Goal: Copy every line of the entries below word for word, leaving out the pictures.

Materials provided:
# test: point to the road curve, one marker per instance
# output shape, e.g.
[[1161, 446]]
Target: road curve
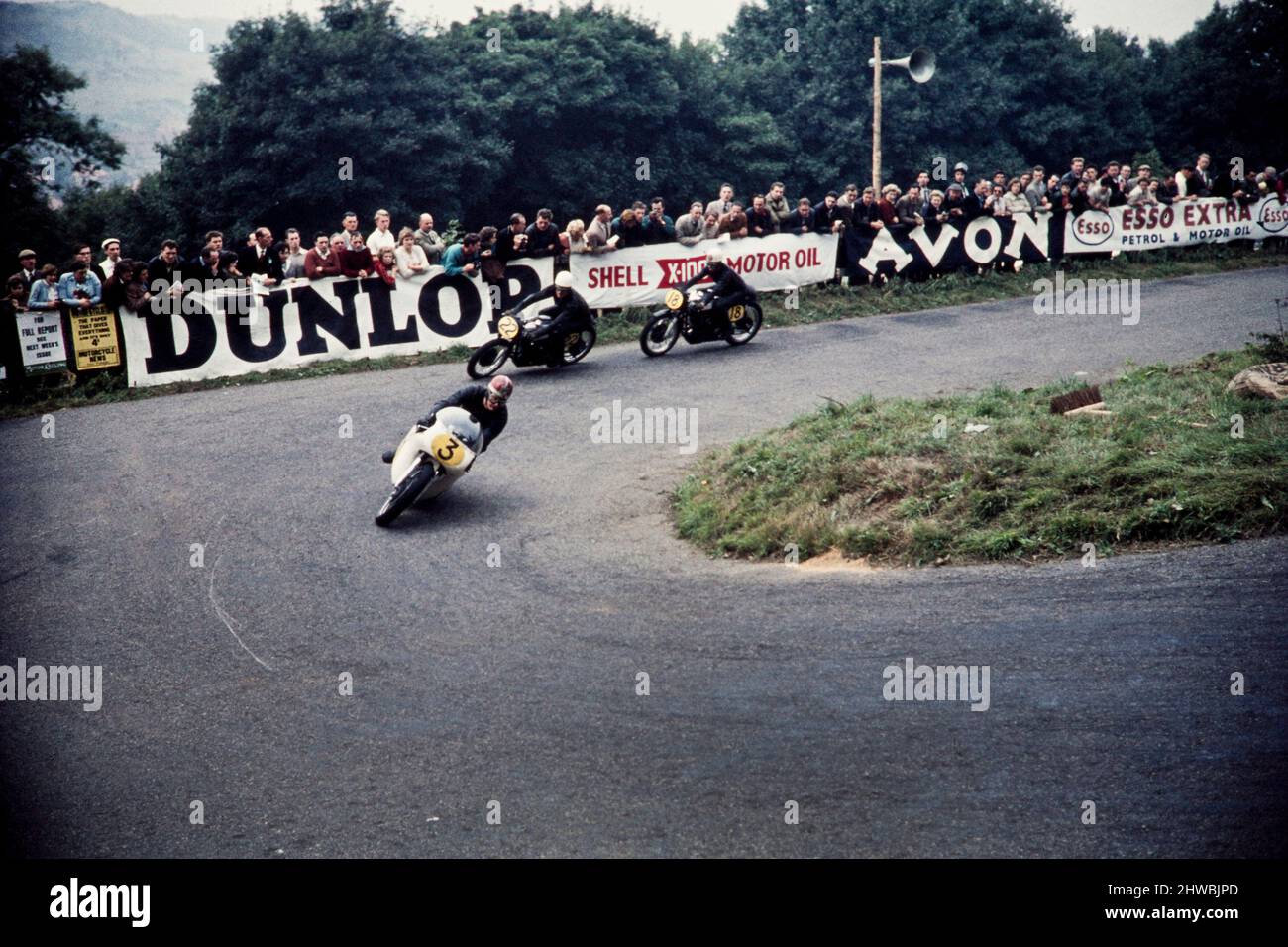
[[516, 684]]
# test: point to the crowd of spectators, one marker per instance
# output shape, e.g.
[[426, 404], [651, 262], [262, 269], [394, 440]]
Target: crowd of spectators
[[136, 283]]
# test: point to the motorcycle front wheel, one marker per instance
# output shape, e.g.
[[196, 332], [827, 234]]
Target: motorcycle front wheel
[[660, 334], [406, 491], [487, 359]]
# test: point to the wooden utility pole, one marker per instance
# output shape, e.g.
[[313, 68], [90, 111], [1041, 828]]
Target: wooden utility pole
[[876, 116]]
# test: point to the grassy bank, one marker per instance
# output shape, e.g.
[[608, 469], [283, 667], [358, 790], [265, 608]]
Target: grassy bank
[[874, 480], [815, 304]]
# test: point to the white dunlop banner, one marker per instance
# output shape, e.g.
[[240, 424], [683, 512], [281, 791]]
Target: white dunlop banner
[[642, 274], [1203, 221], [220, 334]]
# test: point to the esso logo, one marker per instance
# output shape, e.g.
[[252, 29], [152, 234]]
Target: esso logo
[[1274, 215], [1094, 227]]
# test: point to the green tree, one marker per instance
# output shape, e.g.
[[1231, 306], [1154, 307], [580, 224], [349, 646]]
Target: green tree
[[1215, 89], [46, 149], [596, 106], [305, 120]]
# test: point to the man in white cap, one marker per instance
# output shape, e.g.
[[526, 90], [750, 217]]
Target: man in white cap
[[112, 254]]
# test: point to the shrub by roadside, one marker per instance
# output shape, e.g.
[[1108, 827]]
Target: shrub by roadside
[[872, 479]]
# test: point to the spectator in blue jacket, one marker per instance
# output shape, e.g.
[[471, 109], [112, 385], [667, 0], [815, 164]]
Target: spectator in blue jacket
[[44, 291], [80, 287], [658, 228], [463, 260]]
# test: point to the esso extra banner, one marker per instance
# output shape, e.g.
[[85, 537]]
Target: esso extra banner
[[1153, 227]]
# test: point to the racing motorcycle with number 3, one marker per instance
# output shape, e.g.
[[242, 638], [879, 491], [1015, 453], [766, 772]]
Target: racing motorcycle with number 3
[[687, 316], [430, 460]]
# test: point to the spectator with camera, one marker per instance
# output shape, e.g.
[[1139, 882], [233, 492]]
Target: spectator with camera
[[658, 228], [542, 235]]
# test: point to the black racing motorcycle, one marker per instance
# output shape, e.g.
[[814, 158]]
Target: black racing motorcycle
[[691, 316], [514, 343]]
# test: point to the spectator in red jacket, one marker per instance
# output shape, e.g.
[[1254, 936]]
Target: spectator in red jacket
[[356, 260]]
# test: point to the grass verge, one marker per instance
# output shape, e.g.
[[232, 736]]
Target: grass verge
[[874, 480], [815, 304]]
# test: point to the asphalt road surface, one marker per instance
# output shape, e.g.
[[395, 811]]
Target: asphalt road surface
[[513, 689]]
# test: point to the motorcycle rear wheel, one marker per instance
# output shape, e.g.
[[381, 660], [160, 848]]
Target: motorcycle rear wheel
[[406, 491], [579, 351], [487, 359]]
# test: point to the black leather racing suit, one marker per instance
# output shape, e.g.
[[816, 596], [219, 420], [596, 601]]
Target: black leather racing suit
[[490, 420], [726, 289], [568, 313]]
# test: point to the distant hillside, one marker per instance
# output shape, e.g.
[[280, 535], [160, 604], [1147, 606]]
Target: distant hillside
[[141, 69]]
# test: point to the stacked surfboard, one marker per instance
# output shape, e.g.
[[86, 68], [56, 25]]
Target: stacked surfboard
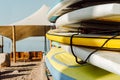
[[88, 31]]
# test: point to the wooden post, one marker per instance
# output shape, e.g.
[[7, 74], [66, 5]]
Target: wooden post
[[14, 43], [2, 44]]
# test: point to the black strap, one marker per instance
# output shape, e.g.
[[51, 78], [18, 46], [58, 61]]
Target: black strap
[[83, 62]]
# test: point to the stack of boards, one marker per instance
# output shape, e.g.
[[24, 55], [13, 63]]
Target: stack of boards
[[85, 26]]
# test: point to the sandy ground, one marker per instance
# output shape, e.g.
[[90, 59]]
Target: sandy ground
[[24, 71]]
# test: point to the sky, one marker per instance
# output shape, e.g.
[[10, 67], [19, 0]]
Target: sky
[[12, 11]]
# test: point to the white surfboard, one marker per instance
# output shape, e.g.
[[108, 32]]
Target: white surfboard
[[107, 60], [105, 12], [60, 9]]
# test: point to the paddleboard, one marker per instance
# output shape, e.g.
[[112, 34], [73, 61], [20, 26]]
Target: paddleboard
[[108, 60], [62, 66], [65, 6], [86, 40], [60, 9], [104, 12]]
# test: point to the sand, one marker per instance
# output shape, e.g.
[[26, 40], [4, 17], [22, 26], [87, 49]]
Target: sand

Output below:
# test: point to the road curve, one marker per instance
# output shape, e.g.
[[1161, 446]]
Target: road curve
[[516, 684]]
# test: point to the crowd of spectators, one marker per instance
# output shape, e.g.
[[426, 404], [651, 262], [262, 269], [394, 440]]
Target: crowd of spectators
[[136, 283]]
# test: point to the motorcycle front wheel, one marker per instance
# output shape, e.g.
[[196, 332], [827, 234]]
Target: motorcycle front wheel
[[660, 334], [406, 491], [487, 359]]
# test: point to the wooden utility pole, one marker per instance
# output shape, e.g.
[[313, 68], [90, 111], [1041, 828]]
Target: wooden utility pole
[[876, 116]]
# test: point to the grassy bank, one marker per instance
# output shape, e.g.
[[608, 469], [283, 667], [358, 790], [265, 608]]
Target: grassy bank
[[874, 480], [815, 304]]
# test: point to the white dunlop banner, one marker per instance
# output shape, e.g.
[[240, 424], [683, 512], [281, 791]]
Target: white dunlop banner
[[642, 274], [1203, 221], [220, 334]]
# test: point to the esso logo, one marker per instance
# output shape, e.g.
[[252, 29], [152, 234]]
Target: esso logo
[[1274, 215], [1094, 227]]
# test: point to the green tree, one marker per instance
# output shape, e.g.
[[1231, 306], [1154, 307], [580, 224], [349, 646]]
Target: green tree
[[1215, 89], [46, 149], [596, 106], [305, 120]]
# test: point to the man in white cap, one marker per instance
# output shape, e.g.
[[526, 90], [750, 217]]
Target: man in white cap
[[112, 254]]
# test: point to the shrub by roadside, one marker per instance
# output shape, e.g.
[[1108, 827]]
Target: shrub by roadside
[[872, 479]]
# test: point to the spectator in blue jacket, one marker per instance
# output shape, e.g.
[[471, 109], [112, 385], [667, 0], [815, 164]]
Target: spectator in blue jacket
[[44, 291], [80, 287], [658, 228], [463, 260]]
# test: point to the esso extra banner, one marker per instance
# output shape, e.g.
[[85, 537]]
Target: esso extra banner
[[1153, 227]]
# test: point to the racing motorcycle with number 3, one marker per instance
# output shape, e.g.
[[242, 638], [879, 491], [1015, 453], [766, 772]]
Target: racing motorcycle with number 3
[[687, 316], [430, 460]]
# test: point to the spectator with camera, one marker per instance
# output shape, e.g.
[[1139, 882], [233, 492]]
Target: spectator with camera
[[658, 228], [542, 235]]
# test: point to the black racing motorcycle, one marker per instance
# output shape, e.g.
[[814, 158]]
Target: black racing motorcycle
[[691, 316], [514, 343]]
# test: point to the spectator in red jacket, one marker per instance
# output shape, e.g.
[[1254, 936]]
Target: spectator in red jacket
[[356, 260]]
# test: point to the grass verge, one marker per instance
# output shape, e.g.
[[232, 736]]
Target: grass verge
[[874, 480], [815, 304]]
# test: point to the asphalt road surface, one marker per instance
# output shape, e.g.
[[395, 811]]
Target: asphalt road surface
[[513, 689]]
# test: point to the motorcycle rear wheel, one marker per instance
# output shape, e.g.
[[381, 660], [160, 848]]
Target: motorcycle rear wheel
[[406, 491], [579, 351], [487, 359]]
# test: point to the black leather racing suit, one marker per instance
# output shape, e.g.
[[816, 596], [219, 420], [596, 601]]
Target: black leather racing suit
[[490, 420], [726, 289], [568, 313]]
# test: point to the distant hillside, one marker per instance
# output shape, e.g.
[[280, 535], [160, 604], [1147, 606]]
Target: distant hillside
[[141, 69]]
# test: point to the stacked surfboard, one marker per instance
# output shape, e.g.
[[86, 68], [56, 25]]
Target: stacked surfboard
[[88, 31]]
# test: point to the wooden post, one marker per instance
# output shape, e.g.
[[7, 74], [66, 5]]
Target: wooden post
[[14, 43], [2, 44]]
# test: point to the black strap, one marker per instance
# output shape, e.g.
[[51, 78], [18, 46], [58, 61]]
Target: black strap
[[83, 62]]
# test: point to the stack of boards, one marker per instance
# output shape, e.g.
[[24, 55], [13, 63]]
Target: stack of boards
[[85, 26]]
# test: point to the sandy ground, one marker per instance
# output shape, e.g.
[[90, 59]]
Target: sandy ground
[[24, 71]]
# test: point to the sky, one marker per instance
# output shape, e.g.
[[10, 67], [19, 0]]
Target: sky
[[12, 11]]
# test: point to the white surfboard, one marker per instance
# output shape, e.g.
[[108, 32]]
Target: white surfboard
[[107, 60], [105, 12], [60, 9]]
# test: point to the paddleboard, one marker per instance
# output shape, e.g.
[[112, 34], [73, 61], [20, 26]]
Target: paddleboard
[[108, 60], [62, 66], [65, 6], [86, 40], [60, 9], [104, 12]]
# test: point to the sand, one marker per instance
# output shape, e.g.
[[26, 40], [4, 17], [22, 26], [87, 49]]
Target: sand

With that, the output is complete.